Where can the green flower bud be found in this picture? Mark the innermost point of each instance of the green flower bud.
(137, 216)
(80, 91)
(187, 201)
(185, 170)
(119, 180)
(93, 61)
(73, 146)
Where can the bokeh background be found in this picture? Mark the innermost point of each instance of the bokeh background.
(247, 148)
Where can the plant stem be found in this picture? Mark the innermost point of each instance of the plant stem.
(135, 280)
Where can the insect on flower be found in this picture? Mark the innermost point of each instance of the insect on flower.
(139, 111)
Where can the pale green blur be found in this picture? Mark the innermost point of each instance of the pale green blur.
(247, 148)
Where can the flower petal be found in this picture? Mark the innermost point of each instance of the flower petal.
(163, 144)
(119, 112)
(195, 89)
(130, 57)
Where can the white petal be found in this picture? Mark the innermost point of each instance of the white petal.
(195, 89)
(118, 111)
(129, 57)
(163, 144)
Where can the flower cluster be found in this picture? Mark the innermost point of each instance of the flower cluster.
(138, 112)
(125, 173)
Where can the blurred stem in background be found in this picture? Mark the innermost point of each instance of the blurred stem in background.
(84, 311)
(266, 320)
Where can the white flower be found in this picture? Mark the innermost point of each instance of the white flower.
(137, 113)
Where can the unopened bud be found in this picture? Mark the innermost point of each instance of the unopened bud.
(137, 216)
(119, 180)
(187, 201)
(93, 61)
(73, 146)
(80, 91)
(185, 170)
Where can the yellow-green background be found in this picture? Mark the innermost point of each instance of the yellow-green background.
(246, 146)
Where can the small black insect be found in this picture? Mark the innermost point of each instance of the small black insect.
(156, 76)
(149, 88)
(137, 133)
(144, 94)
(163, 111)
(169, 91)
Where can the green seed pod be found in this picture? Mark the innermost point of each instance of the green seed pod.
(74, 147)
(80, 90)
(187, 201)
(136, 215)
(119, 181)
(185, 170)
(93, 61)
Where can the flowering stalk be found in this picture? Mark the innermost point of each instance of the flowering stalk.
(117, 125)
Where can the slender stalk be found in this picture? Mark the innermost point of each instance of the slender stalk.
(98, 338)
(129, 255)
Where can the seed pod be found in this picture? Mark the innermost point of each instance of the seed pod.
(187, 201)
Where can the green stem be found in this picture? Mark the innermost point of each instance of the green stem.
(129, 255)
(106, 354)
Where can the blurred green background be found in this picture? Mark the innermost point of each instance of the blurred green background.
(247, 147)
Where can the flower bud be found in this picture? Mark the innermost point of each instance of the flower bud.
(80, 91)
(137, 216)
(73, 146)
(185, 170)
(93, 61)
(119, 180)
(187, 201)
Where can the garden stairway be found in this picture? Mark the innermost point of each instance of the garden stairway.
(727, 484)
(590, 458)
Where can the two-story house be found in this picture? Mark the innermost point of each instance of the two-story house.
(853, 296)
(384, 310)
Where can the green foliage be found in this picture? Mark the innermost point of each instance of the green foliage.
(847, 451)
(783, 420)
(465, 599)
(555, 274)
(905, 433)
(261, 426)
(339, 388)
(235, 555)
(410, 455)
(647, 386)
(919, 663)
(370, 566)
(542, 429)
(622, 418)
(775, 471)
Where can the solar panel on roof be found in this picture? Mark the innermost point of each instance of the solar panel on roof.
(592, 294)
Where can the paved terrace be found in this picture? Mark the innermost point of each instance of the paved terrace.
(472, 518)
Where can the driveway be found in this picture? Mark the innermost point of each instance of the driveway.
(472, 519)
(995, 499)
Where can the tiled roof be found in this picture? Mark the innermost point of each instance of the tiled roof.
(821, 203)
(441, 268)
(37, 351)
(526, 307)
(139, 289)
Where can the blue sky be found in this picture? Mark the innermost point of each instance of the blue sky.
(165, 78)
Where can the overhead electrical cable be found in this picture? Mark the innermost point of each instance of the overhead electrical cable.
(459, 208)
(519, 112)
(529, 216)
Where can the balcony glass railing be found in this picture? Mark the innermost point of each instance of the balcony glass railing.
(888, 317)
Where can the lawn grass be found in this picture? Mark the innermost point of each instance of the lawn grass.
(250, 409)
====================
◆ PROBLEM TO SOLVE ◆
Return every record above exactly as it appears.

◆ SOLUTION BELOW ◆
Where can the green flower bud be found in this picture? Mark the innermost point of each instance of the green flower bud.
(137, 216)
(80, 91)
(187, 201)
(185, 170)
(119, 180)
(93, 61)
(73, 146)
Where can the bokeh background be found in this picture? Mark the innermost point of each instance of the bokeh background.
(247, 148)
Where can the plant stem be found in this picture? Mark the innermost point of each instance of the plant stem.
(135, 280)
Where can the insect on flower be found in this picture? Mark the innermost point of each instance of the insect on flower.
(139, 111)
Where can the pale green blur be found in this picture? Mark the innermost point of each instance of the pale green blur.
(247, 148)
Where can the flower petal be found in this picture? Mark the innermost point of each instance of the flower petal.
(163, 144)
(119, 112)
(195, 89)
(130, 57)
Where can the white petal be found in this picture? Mark the innermost point of each instance of the white petal.
(195, 89)
(118, 111)
(129, 57)
(163, 144)
Where can the flower cluster be found in this picture? Mark the innermost point of each instance of the flower cluster.
(138, 112)
(125, 173)
Where can the blurred stem in background be found in this picture? Mark the innermost point of each instance of the blurred stem in background.
(84, 311)
(266, 320)
Where can the white flower be found in this picture? Mark the innermost point of each instance of the white flower.
(137, 113)
Where can the unopened bud be found in this picture? Mark the innermost point of each instance of the unopened bud.
(137, 216)
(119, 180)
(187, 201)
(93, 61)
(73, 146)
(80, 91)
(185, 170)
Where can the yellow-green background be found in this picture? Mark the innermost point of each instance of the yellow-green background.
(246, 146)
Where can the small black insect be found in this picture? Mark the innermost point of each instance of the small black insect.
(156, 76)
(149, 88)
(137, 133)
(144, 94)
(163, 111)
(169, 91)
Where can the green seed pod be found in this picture? Mark the innermost point of each instance of the green seed pod.
(74, 147)
(80, 90)
(187, 201)
(136, 215)
(119, 181)
(185, 170)
(93, 61)
Where can the flowering stalk be found in this picture? Mark the innermost point of each instance of the flowering stalk.
(117, 125)
Where can the slender stalk be found in this picture? Mark the innermost point of each instance of the slender stalk.
(98, 338)
(129, 255)
Where can the seed pod be found in this picture? Mark the innermost point of each instance of the seed pod.
(187, 201)
Where can the green stem be found in this picture? Mark the innermost point of each instance of the green stem.
(129, 255)
(106, 354)
Where can the blurred green background be found in this picture? Mark the innermost point of each instance of the blurred green background.
(247, 147)
Where can the flower bud be found in this picture? Mark the innermost point of each instance of the flower bud.
(80, 91)
(137, 216)
(73, 146)
(185, 170)
(93, 61)
(119, 180)
(187, 201)
Where can the garden stairway be found in this picture? Mark the innermost point of each instance of the garden stairway.
(727, 484)
(590, 458)
Where can the two-story house be found in this picture? Mark the innermost point of each instance of the two-story house.
(853, 296)
(384, 310)
Where can the green foliage be found in this picture? Mark the innermost point of each instance of the green foliage.
(847, 451)
(783, 420)
(465, 599)
(555, 274)
(905, 433)
(261, 426)
(339, 388)
(235, 555)
(410, 455)
(647, 386)
(919, 663)
(370, 566)
(542, 429)
(622, 418)
(775, 471)
Where can the solar panel on roof be found in this picture? Mark the innermost point of each instance of the solar panel on roof.
(592, 294)
Where can the paved terrace be found in this picture? Mark the innermost point of each instance of the paved terrace.
(472, 518)
Where can the driveway be found in this picture? Mark the innermost point of each instance of the driveway.
(472, 519)
(995, 499)
Where can the tiled roof be found in this picture? Mark the innermost point of each instance of the tiled roof.
(821, 203)
(441, 268)
(37, 351)
(526, 307)
(139, 289)
Where can the blue sky be found in this picture? Mark the innermost point of each instance of the blue sky.
(165, 78)
Where can the overhead electrical cable be found in this picture? Mark the innermost point of each instance of the overhead electrical cable.
(459, 208)
(519, 112)
(529, 216)
Where can the balcony glass railing be found in this picture? Mark the innermost point of each instance of the balcony glass railing.
(888, 317)
Where can the lawn grass be found in this picture? Mark the innermost point of each instance of the lawn grass.
(250, 409)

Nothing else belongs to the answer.